Obiettivo A
Indica quante righe, tra quelle riportate più sotto, contengono la stringa "woman", distinguendo tra maiuscole e minuscole. Rispondi soltanto con il numero.

Testo fornito
Anche le aziende di medio grandi dimensioni, sono generalmente già dotate di risorse interne con competenze in risk management, legali, normative, IT, etc., anche se non specializzate in ambito data protection. Un secondo modello organizzativo che potrà quindi essere adottato in molte realtà medio/grandi si baserà su una figura di DPO indipendente, che insieme a un numero contenuto di collaboratori, nello svolgere le proprie attività, potrà avvalersi del supporto e della collaborazione dei vari uffici – compliance, legale, Sicurezza, IT, internal audit – che a diverso titolo e livello contribuiranno al pieno rispetto dei principi sanciti in ambito Privacy. Soprattutto in una fase di implementazione iniziale del nuovo modello organizzativo, il DPO potrà avvalersi altresì del supporto costante di una società di consulenza esterna, alla quale potrà rivolgersi affinché si possa rafforzare il presidio di conformità al nuovo Regolamento (Nella Tabella 2, un esempio di organigramma con DPO in aziende medio/grandi).

Inoltre, un ulteriore modello organizzativo esplicitamente previsto dalla normativa europea, da la possibilità al titolare o al responsabile di nominare un professionista o un’organizzazione esterna in qualità di DPO. E’ ipotizzabile che tale servizio venga offerto da una società di consulenza ben strutturata oppure da un gruppo di professionisti che uniranno singole competenze all’interno di un TEAM affinché possano seguire i propri clienti in modo efficiente.

Fermo restando quanto sopra esposto, per il contesto industriale italiano implementare uno dei modelli organizzativi sopra proposti rappresenterà un’utopia. Il 90% circa delle imprese italiane infatti, presenta un numero di addetti inferiori a 10 e soltanto l’onere di assumere una risorsa qualificata come un DPO comporterebbe dei costi troppo elevati per molte di queste. Da questo punto di vista, nella proposta di Regolamento europeo in tema di data protection, era stato ragionevolmente previsto che soltanto le imprese con più di 250 addetti sarebbero state tenute a nominare un DPO. Tale limite dimensionale non è più presente nella versione definitiva del GDPR. Ritengo che ampio dibattito e attenzione andranno dedicati al tema dell’ applicazione del GDPR nelle PMI in quanto la nuova disciplina europea potrebbe comportare dei costi di adempimento insostenibili per le stesse. Per contro, però, le stesse PMI potrebbero avere serie difficoltà a rimanere sul mercato, soprattutto quando le stesse opereranno in stretta connessione con aziende di grandi dimensioni che pretenderanno il rispetto di quanto sancito dal GDPR, in primo luogo in termini di sicurezza.

Obiettivo B
Prosegui il testo qui sopra sul DPO e sull'applicazione del GDPR, ripartendo subito dopo la sua ultima frase.

Righe da usare
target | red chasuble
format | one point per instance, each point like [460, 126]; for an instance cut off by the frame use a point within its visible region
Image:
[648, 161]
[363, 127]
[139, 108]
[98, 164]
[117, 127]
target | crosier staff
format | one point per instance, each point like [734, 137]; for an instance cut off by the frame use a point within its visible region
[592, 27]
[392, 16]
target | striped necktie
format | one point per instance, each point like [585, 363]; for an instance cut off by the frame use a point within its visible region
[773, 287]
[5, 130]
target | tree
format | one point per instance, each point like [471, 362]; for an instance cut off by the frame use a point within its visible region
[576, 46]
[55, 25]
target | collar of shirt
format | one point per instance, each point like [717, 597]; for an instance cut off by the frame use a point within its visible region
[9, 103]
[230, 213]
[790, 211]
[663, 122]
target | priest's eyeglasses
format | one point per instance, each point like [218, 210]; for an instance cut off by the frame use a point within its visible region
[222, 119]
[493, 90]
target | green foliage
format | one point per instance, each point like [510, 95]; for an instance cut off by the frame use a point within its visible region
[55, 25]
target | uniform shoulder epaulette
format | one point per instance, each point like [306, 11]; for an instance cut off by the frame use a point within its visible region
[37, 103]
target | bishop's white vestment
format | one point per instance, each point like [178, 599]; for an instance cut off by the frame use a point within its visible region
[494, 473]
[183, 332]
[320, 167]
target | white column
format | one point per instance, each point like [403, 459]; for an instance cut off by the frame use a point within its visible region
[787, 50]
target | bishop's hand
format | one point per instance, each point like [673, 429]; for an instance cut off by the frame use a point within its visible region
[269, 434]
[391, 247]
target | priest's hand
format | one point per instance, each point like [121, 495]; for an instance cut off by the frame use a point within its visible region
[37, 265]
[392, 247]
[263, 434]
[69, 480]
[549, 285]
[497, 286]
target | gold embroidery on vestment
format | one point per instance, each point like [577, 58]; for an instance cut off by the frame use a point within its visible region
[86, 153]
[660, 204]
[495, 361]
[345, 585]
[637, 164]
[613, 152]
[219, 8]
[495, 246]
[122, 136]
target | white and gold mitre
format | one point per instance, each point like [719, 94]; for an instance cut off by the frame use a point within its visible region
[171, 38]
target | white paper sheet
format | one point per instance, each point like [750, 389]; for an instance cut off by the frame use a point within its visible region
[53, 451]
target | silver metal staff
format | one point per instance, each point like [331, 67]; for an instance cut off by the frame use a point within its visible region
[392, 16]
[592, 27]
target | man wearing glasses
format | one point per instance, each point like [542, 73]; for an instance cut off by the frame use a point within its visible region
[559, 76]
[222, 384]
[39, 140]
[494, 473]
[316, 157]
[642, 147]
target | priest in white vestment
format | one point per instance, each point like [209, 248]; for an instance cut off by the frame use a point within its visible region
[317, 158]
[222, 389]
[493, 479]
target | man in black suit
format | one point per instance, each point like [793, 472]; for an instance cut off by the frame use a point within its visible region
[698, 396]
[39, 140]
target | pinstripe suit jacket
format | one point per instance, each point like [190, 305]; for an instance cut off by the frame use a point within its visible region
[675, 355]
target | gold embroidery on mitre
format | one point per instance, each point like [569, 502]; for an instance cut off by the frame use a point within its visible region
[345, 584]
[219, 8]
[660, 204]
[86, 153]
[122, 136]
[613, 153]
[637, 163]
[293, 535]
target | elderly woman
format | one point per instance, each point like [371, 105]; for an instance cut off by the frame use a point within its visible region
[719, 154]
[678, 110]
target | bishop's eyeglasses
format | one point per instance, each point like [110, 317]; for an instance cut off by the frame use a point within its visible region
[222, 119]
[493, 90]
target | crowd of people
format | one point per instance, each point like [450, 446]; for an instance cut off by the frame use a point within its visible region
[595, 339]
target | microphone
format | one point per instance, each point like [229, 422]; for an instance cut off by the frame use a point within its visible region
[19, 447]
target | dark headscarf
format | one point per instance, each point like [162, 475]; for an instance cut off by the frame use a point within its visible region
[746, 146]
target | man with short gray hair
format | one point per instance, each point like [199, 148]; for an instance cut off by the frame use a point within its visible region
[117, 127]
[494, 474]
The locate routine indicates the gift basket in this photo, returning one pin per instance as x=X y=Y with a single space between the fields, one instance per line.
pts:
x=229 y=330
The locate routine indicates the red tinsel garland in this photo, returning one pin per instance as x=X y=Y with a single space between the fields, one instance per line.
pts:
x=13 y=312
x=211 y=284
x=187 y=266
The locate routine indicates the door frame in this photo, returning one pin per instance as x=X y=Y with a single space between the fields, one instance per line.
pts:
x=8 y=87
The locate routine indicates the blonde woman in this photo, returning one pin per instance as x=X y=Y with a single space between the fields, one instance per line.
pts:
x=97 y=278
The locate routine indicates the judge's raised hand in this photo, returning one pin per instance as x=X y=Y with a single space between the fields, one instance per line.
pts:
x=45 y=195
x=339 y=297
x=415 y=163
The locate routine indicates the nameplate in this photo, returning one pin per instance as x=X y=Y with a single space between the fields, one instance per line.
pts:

Risposta A
2

Risposta B
Conclusioni

L’ evoluzione della normativa europea in tema di Privacy, l’impatto della stessa su pressoché tutti gli ambiti aziendali, il crescente utilizzo e trattamento dei dati per scopi operativi e commerciali da parte delle aziende imporrà alle stesse di dotarsi di un’organizzazione consona al tipo di attività svolta. La figura del DPO sarà di fondamentale importanza per la compliance al Regolamento europeo nonché per diffondere la cultura della data protection in azienda. In un mondo sempre più fortemente interconnesso, il rispetto dei principi privacy potrà rappresentare un fattore competitivo rilevante per molte realtà aziendali e, per alcune di esse, un elemento essenziale per continuare a stare sul mercato nonostante sia innegabile che l’aumento della complessità organizzativa legata al GDPR porterà, soprattutto in una fase iniziale, ad un aumento dei costi che per realtà di piccole e piccolissime dimensioni potrà rivelarsi insostenibile.

[1] Il Gruppo è stato istituito dall’art. 29 della direttiva 95/46, è un organismo consultivo e indipendente, composto da un rappresentante delle autorità di protezione dei dati personali designate da ciascuno Stato membro, dal GEPD (Garante europeo della protezione dei dati), nonché da un rappresentante della Commissione. Il presidente è eletto dal Gruppo al suo interno ed ha un mandato di due anni, rinnovabile una volta. Per maggiori approfondimenti http://www.garanteprivacy.it/home/attivita-e-documenti/attivita-comunitarie-e-internazionali/cooperazione-in-ambito-ue/gruppo-di-lavoro-ex-articolo-29

[2] Le linee guida contengono degli esempi concreti dai quali si evince che banche, assicurazioni, ospedali, aziende che effettuano trattamenti di geo-localizzazione trattano dati su larga scala e quindi saranno tenute a nominare un DPO.

6 pensieri su “DPO e modelli organizzativi in azienda

  1. silvia stefanelli

    bellissime le tabelle
    grazie

    concordo pienamente su un punto.
    il vero problema per le azienda piccole che devono avere il DPO (o in generale rispettare il Regolamento) non saranno tanto i controlli del Garante (che comunque ha risorse ed energie limitate) quanto essere adempienti sotto il profilo contrattuale alle richieste della grande azienda con cui lavorano (cioè rapporto titolare – responsabile) .
    segnalo sul punto che sono state di recente pubblicate dell’autorità Garante spagnola Linee guida per il contratto tra Titolare e Responsabile

    sotto il link
    https://www.agpd.es/portalwebAGPD/temas/reglamento/common/pdf/directricescontratos.pdf

  2. Alessandro Crepaldi Autore articolo

    Grazie molte Silvia per il commento e per le tue osservazioni che condivido pienamente. Prezioso documento quello da te segnalato che leggerò con interesse.

  3. paolo calvi

    Concordo con la conclusione del post (e con le osservazioni di Silvia): la vera “autorità” sarà il mercato, in particolare per quelle PMI che dovranno interagire con “aziende di grandi dimensioni che pretenderanno il rispetto di quanto sancito dal GDPR”. Da questo punto di vista l’adozione di codici di condotta suggerita da Fumagalli (https://blog.europrivacy.org/it/2017/01/25/a-sustainable-and-effective-privacy-for-smes/) è certamente d’aiuto ma non risolve il problema della contrattualistica.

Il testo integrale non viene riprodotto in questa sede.